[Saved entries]
★ ★ ★ ★ ★ ★ ★
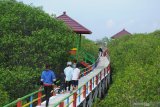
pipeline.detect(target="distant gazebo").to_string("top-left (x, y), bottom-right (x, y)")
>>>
top-left (111, 29), bottom-right (132, 39)
top-left (57, 12), bottom-right (92, 48)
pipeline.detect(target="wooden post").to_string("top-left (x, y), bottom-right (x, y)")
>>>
top-left (84, 70), bottom-right (86, 76)
top-left (104, 68), bottom-right (106, 77)
top-left (17, 101), bottom-right (22, 107)
top-left (59, 102), bottom-right (64, 107)
top-left (38, 92), bottom-right (42, 106)
top-left (73, 92), bottom-right (77, 107)
top-left (89, 79), bottom-right (92, 91)
top-left (83, 85), bottom-right (86, 98)
top-left (96, 75), bottom-right (98, 85)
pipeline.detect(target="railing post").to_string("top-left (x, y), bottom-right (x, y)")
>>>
top-left (17, 101), bottom-right (22, 107)
top-left (103, 68), bottom-right (106, 77)
top-left (73, 92), bottom-right (77, 107)
top-left (96, 75), bottom-right (98, 85)
top-left (38, 91), bottom-right (42, 106)
top-left (99, 72), bottom-right (102, 80)
top-left (107, 64), bottom-right (110, 73)
top-left (59, 102), bottom-right (64, 107)
top-left (84, 70), bottom-right (86, 76)
top-left (83, 85), bottom-right (86, 98)
top-left (29, 95), bottom-right (33, 107)
top-left (89, 79), bottom-right (92, 91)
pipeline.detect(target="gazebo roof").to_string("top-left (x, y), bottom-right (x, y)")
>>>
top-left (111, 29), bottom-right (131, 39)
top-left (57, 12), bottom-right (92, 34)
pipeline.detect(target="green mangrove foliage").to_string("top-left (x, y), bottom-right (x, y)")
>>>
top-left (96, 31), bottom-right (160, 107)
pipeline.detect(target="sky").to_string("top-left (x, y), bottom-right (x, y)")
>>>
top-left (17, 0), bottom-right (160, 40)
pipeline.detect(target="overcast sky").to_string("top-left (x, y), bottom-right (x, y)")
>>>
top-left (18, 0), bottom-right (160, 40)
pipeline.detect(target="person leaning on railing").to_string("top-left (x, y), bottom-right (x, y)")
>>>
top-left (40, 64), bottom-right (56, 107)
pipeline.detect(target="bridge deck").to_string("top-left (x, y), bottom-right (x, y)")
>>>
top-left (37, 57), bottom-right (109, 107)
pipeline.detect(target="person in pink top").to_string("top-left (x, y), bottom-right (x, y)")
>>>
top-left (72, 63), bottom-right (80, 90)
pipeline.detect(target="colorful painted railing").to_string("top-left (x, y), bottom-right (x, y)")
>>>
top-left (4, 49), bottom-right (110, 107)
top-left (4, 58), bottom-right (99, 107)
top-left (53, 61), bottom-right (110, 107)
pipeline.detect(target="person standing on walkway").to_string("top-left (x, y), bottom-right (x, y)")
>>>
top-left (72, 64), bottom-right (80, 90)
top-left (99, 47), bottom-right (103, 56)
top-left (64, 62), bottom-right (73, 91)
top-left (40, 64), bottom-right (56, 107)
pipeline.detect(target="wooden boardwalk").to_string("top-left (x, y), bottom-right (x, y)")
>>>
top-left (37, 57), bottom-right (109, 107)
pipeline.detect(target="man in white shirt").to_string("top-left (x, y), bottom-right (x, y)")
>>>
top-left (64, 62), bottom-right (73, 91)
top-left (72, 64), bottom-right (80, 90)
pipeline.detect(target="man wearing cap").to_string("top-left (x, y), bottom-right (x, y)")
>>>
top-left (64, 62), bottom-right (73, 91)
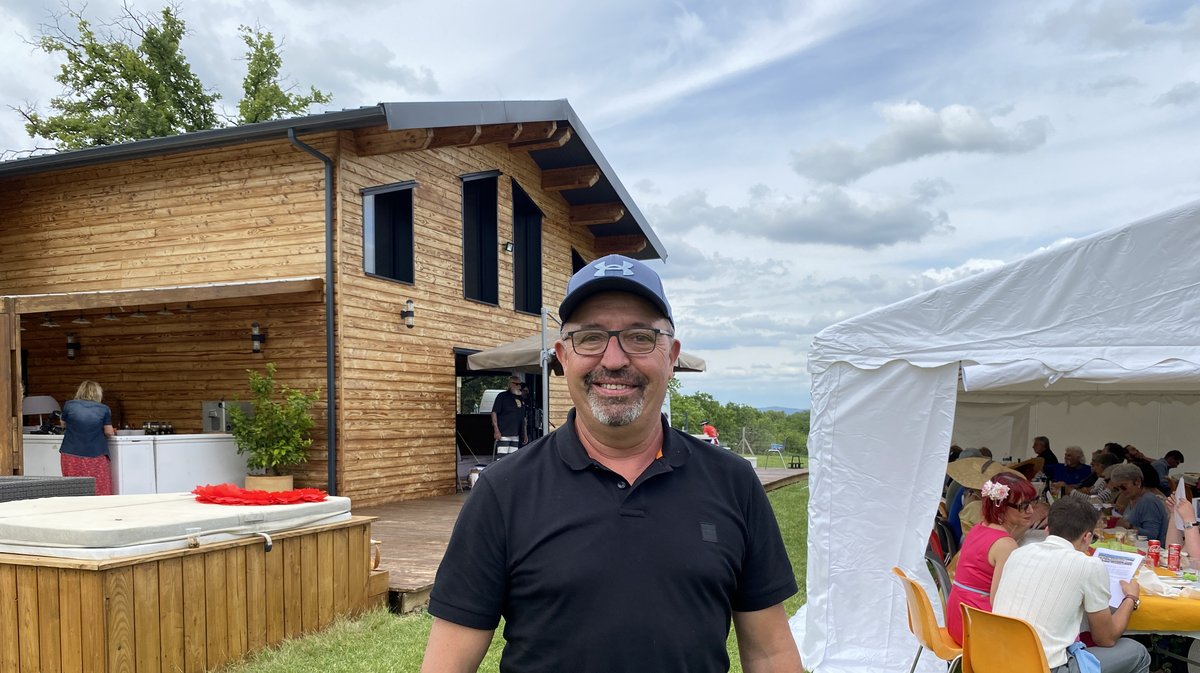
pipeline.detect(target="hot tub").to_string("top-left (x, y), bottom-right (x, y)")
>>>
top-left (0, 493), bottom-right (350, 559)
top-left (0, 493), bottom-right (386, 673)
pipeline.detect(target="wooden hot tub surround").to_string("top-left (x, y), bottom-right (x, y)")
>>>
top-left (0, 516), bottom-right (386, 673)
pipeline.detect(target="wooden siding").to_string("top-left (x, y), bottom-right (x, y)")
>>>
top-left (0, 128), bottom-right (596, 505)
top-left (337, 130), bottom-right (594, 505)
top-left (0, 517), bottom-right (379, 673)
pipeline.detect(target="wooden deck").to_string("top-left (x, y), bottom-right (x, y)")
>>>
top-left (354, 468), bottom-right (809, 612)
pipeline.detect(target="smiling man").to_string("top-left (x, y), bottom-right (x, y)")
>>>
top-left (421, 256), bottom-right (803, 673)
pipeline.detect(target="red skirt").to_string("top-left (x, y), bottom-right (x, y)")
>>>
top-left (59, 453), bottom-right (113, 495)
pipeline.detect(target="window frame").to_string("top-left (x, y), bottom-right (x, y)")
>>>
top-left (360, 180), bottom-right (420, 286)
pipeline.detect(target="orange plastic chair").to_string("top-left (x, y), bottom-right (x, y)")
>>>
top-left (892, 567), bottom-right (964, 673)
top-left (962, 603), bottom-right (1050, 673)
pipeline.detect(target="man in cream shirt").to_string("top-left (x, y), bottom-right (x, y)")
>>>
top-left (992, 493), bottom-right (1150, 673)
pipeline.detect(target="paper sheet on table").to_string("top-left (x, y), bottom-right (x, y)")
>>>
top-left (1092, 547), bottom-right (1144, 607)
top-left (1171, 479), bottom-right (1188, 530)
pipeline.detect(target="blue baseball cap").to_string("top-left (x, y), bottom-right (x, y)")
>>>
top-left (558, 254), bottom-right (674, 326)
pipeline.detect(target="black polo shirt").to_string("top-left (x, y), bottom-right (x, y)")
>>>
top-left (428, 410), bottom-right (796, 673)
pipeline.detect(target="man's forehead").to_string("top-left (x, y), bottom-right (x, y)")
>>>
top-left (570, 292), bottom-right (668, 324)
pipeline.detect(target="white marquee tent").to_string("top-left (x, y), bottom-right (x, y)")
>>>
top-left (793, 202), bottom-right (1200, 673)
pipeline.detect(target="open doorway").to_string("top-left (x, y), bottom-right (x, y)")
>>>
top-left (455, 349), bottom-right (544, 462)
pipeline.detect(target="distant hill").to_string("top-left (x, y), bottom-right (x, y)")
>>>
top-left (758, 407), bottom-right (808, 416)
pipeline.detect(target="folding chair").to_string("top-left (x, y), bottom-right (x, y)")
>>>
top-left (763, 444), bottom-right (787, 468)
top-left (962, 603), bottom-right (1050, 673)
top-left (892, 567), bottom-right (964, 673)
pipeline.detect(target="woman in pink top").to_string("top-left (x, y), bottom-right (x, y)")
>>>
top-left (946, 471), bottom-right (1037, 644)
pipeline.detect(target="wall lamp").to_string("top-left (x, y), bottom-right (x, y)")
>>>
top-left (250, 323), bottom-right (266, 353)
top-left (400, 299), bottom-right (416, 329)
top-left (67, 332), bottom-right (83, 360)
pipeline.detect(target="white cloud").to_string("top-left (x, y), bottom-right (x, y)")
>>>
top-left (1154, 82), bottom-right (1200, 107)
top-left (650, 180), bottom-right (953, 250)
top-left (1075, 74), bottom-right (1142, 96)
top-left (792, 101), bottom-right (1050, 185)
top-left (1034, 0), bottom-right (1200, 50)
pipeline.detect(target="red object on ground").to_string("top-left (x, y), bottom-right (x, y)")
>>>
top-left (192, 483), bottom-right (328, 505)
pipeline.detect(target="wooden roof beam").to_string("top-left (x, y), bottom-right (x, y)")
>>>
top-left (595, 234), bottom-right (649, 257)
top-left (512, 121), bottom-right (558, 143)
top-left (11, 277), bottom-right (325, 313)
top-left (509, 126), bottom-right (571, 152)
top-left (541, 166), bottom-right (600, 192)
top-left (571, 202), bottom-right (625, 227)
top-left (354, 126), bottom-right (432, 156)
top-left (425, 126), bottom-right (484, 149)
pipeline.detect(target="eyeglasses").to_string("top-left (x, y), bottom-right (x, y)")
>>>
top-left (563, 328), bottom-right (674, 355)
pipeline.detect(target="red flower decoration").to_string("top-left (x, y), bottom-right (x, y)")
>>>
top-left (192, 483), bottom-right (328, 505)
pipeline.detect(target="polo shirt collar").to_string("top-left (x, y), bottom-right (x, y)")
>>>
top-left (551, 408), bottom-right (691, 471)
top-left (1042, 535), bottom-right (1079, 552)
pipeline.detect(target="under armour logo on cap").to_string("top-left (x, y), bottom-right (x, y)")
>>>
top-left (558, 254), bottom-right (674, 325)
top-left (593, 260), bottom-right (634, 278)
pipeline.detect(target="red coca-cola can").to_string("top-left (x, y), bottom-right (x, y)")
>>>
top-left (1166, 543), bottom-right (1183, 572)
★ ★ ★ ★ ★ ★ ★
◆ **DIRECTION**: Select every line of the material that contains the word "white", treating uppercase and lowercase letters as different, and copy each of those lines.

◆ **TASK OUTPUT**:
pipeline.detect(target="man in white shirt").to_string("top-left (x, y), bottom-right (x, y)")
pipeline.detect(target="white marquee tent").to_string("top-left (x, y), bottom-right (x, y)")
pipeline.detect(target="white cloud").to_string("top-left (x, y), bottom-right (x, y)")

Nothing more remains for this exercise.